* [Written problem]
Render the lines of the rows below as a Markdown table with columns n and Line, numbering each line and skipping blank ones. Begin at the line that contains "TARGET = large water droplet", include it, stop after the last line of the rows, and leave the pictures out.
[Begin Data provided]
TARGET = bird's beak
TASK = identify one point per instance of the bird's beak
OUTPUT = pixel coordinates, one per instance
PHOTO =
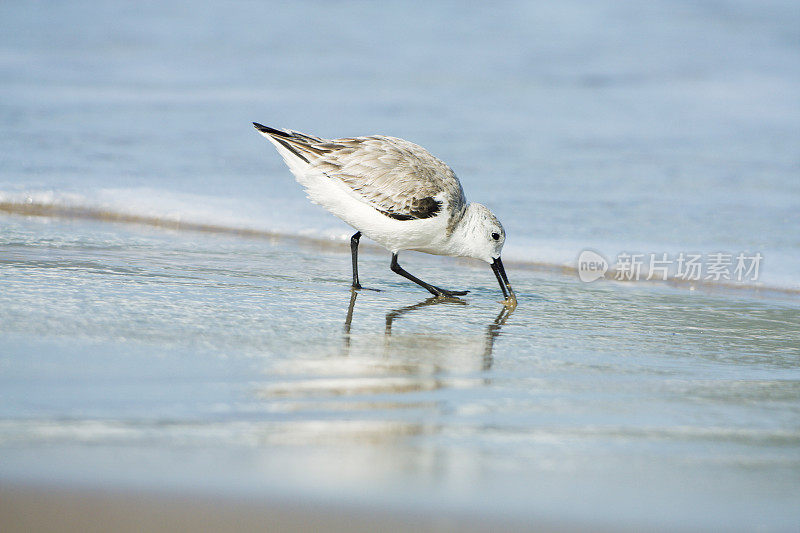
(502, 279)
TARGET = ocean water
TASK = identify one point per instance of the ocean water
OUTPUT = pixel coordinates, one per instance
(174, 312)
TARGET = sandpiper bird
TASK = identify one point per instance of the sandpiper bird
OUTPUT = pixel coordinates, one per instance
(397, 194)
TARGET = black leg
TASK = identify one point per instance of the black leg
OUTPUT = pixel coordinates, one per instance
(436, 291)
(354, 251)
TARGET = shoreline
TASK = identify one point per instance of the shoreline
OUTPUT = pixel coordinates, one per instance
(29, 507)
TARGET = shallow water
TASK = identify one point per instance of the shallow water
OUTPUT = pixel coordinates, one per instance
(236, 360)
(139, 356)
(617, 126)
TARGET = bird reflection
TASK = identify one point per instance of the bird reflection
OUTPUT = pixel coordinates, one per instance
(492, 330)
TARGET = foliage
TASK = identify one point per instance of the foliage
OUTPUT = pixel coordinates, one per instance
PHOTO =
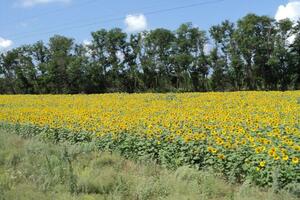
(256, 53)
(34, 170)
(244, 135)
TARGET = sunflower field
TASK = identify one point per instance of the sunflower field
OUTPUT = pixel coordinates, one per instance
(243, 135)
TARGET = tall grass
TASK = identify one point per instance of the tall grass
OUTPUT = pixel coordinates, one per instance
(33, 170)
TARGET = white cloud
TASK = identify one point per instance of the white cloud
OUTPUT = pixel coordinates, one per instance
(208, 48)
(5, 43)
(31, 3)
(291, 10)
(135, 23)
(86, 42)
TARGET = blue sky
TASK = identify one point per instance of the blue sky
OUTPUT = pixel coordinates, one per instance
(27, 21)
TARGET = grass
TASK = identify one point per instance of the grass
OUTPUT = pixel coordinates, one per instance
(34, 170)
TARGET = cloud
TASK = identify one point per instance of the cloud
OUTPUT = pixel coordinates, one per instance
(208, 48)
(291, 10)
(5, 43)
(86, 42)
(135, 23)
(31, 3)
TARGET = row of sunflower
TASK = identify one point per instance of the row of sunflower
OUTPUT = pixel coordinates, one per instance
(252, 135)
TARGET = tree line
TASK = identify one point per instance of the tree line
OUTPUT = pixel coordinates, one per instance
(255, 53)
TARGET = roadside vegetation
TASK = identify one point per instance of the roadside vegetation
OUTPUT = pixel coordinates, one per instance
(35, 170)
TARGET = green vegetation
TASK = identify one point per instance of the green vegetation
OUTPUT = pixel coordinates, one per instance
(252, 54)
(31, 169)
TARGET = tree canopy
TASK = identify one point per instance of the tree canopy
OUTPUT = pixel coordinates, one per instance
(255, 53)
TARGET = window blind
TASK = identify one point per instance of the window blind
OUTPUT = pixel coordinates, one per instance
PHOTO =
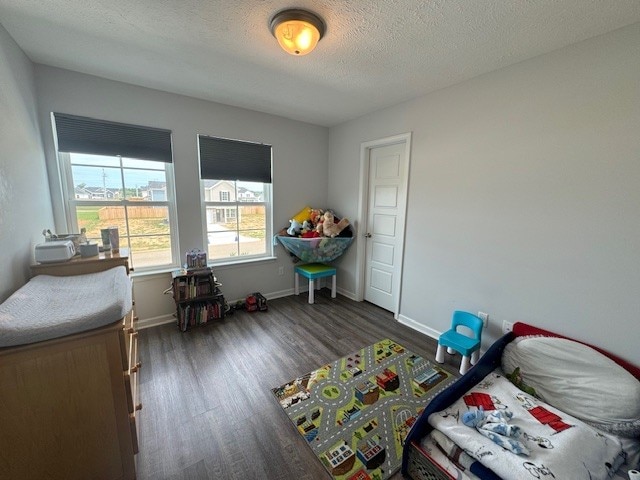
(224, 159)
(100, 137)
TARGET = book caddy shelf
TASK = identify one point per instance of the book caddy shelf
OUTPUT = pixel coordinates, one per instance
(198, 297)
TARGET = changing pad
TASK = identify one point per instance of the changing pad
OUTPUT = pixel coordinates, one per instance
(50, 307)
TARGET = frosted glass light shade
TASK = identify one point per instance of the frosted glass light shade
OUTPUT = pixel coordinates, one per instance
(297, 31)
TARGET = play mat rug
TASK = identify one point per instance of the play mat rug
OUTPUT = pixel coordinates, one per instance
(356, 412)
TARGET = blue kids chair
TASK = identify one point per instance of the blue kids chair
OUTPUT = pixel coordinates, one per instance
(463, 344)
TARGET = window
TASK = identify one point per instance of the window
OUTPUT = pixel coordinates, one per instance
(104, 189)
(236, 192)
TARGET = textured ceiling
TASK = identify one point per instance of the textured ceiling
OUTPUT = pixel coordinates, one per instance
(374, 53)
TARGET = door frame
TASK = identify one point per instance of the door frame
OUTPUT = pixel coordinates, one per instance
(363, 211)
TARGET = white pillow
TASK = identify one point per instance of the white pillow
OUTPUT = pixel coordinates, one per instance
(579, 381)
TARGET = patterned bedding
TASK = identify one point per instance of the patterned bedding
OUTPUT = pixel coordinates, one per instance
(559, 445)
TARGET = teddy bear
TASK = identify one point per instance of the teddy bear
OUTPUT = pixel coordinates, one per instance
(328, 226)
(294, 228)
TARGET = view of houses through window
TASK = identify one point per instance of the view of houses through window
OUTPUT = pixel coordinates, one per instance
(131, 194)
(236, 218)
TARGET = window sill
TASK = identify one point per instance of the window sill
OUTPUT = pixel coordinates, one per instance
(240, 263)
(223, 265)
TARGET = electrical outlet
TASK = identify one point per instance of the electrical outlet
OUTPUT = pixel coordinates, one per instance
(484, 317)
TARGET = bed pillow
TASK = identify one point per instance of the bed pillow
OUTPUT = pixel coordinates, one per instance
(578, 380)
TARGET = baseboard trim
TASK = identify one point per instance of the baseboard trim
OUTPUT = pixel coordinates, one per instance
(409, 322)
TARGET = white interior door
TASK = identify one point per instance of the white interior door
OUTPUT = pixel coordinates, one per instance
(384, 230)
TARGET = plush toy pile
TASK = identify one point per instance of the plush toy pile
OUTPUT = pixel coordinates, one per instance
(316, 223)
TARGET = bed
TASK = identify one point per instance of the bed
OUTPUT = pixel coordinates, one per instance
(536, 405)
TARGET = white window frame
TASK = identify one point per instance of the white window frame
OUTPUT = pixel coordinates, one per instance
(70, 204)
(267, 203)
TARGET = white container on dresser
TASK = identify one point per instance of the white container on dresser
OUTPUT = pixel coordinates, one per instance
(68, 405)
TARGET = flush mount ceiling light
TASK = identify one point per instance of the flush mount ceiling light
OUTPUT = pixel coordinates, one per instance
(297, 31)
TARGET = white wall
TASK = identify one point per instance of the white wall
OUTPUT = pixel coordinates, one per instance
(299, 166)
(523, 197)
(25, 203)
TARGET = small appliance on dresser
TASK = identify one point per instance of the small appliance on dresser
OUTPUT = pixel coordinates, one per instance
(55, 251)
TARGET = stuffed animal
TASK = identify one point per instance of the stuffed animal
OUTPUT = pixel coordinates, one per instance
(315, 216)
(294, 228)
(330, 228)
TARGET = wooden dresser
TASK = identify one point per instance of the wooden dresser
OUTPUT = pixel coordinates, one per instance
(68, 405)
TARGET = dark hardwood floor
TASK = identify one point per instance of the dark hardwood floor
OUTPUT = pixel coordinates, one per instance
(208, 411)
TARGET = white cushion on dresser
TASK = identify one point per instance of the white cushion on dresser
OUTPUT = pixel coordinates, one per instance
(50, 307)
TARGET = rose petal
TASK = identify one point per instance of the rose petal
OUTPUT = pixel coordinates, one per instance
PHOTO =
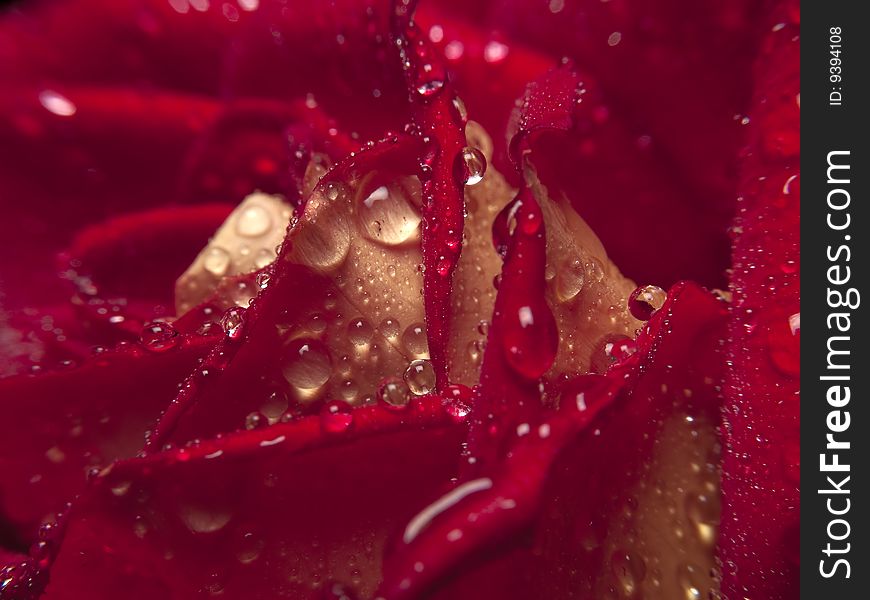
(562, 516)
(281, 510)
(58, 426)
(761, 470)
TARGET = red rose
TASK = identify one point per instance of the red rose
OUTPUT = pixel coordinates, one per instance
(440, 384)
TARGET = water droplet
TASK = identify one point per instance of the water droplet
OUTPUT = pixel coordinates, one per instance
(360, 332)
(390, 329)
(629, 569)
(569, 280)
(784, 345)
(530, 338)
(121, 488)
(216, 261)
(428, 79)
(415, 341)
(461, 111)
(420, 377)
(613, 348)
(275, 406)
(233, 322)
(254, 221)
(336, 417)
(250, 547)
(159, 336)
(703, 511)
(264, 258)
(263, 280)
(203, 519)
(692, 581)
(470, 166)
(308, 366)
(473, 350)
(323, 244)
(57, 103)
(457, 402)
(495, 52)
(503, 227)
(645, 301)
(388, 215)
(394, 393)
(254, 421)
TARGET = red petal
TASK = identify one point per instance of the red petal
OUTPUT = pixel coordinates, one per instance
(762, 466)
(130, 263)
(58, 426)
(282, 510)
(555, 482)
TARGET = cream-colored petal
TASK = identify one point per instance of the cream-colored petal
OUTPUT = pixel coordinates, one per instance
(245, 242)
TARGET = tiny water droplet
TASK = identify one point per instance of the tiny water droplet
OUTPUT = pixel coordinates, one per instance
(159, 336)
(216, 261)
(629, 569)
(263, 280)
(336, 417)
(390, 329)
(457, 402)
(415, 341)
(249, 548)
(360, 332)
(569, 280)
(461, 110)
(255, 420)
(233, 322)
(253, 221)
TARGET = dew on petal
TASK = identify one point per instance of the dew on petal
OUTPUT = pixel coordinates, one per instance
(388, 214)
(420, 377)
(470, 166)
(308, 367)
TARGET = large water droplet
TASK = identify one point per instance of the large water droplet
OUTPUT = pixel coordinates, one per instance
(204, 519)
(308, 366)
(569, 280)
(420, 377)
(529, 338)
(323, 242)
(388, 216)
(470, 166)
(394, 394)
(703, 510)
(692, 582)
(646, 300)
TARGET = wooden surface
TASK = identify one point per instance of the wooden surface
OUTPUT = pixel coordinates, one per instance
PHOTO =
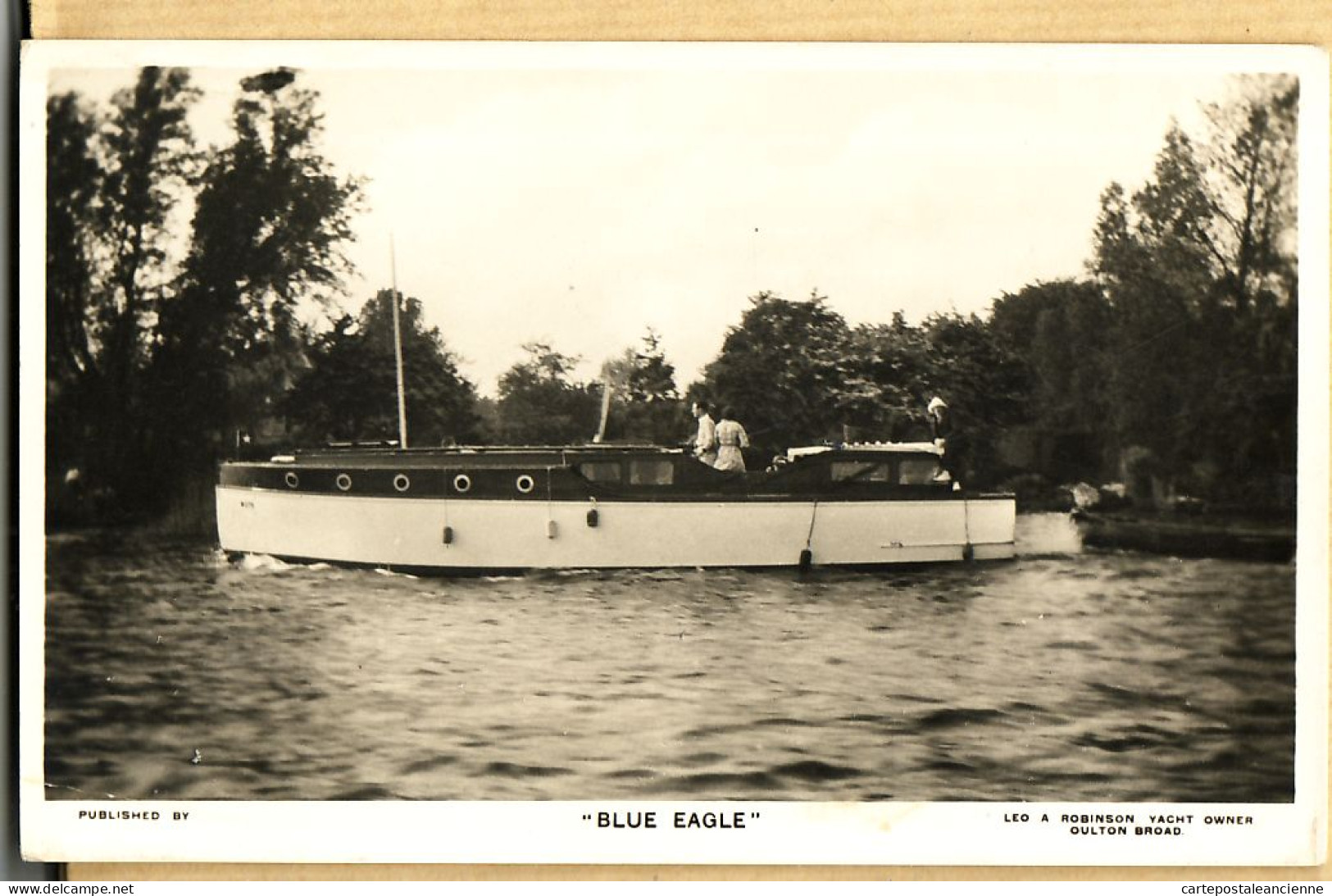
(1293, 21)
[End Data provided]
* [Answer]
| n | Line |
|---|---|
| 1 | TARGET = large water droplet |
| 2 | TASK = identify one point per instance of the large water droplet |
| 3 | OUTPUT = pixel coordinates, one per instance |
| 4 | (204, 519) |
| 5 | (308, 366) |
| 6 | (569, 280) |
| 7 | (420, 377) |
| 8 | (529, 338) |
| 9 | (323, 242) |
| 10 | (388, 216) |
| 11 | (470, 166) |
| 12 | (394, 394) |
| 13 | (703, 510) |
| 14 | (692, 582) |
| 15 | (646, 300) |
| 16 | TARGET = wooden surface |
| 17 | TASK = identify one point per instance of the wooden surface |
| 18 | OUTPUT = pixel coordinates, one per instance |
| 19 | PHOTO = |
| 20 | (1293, 21) |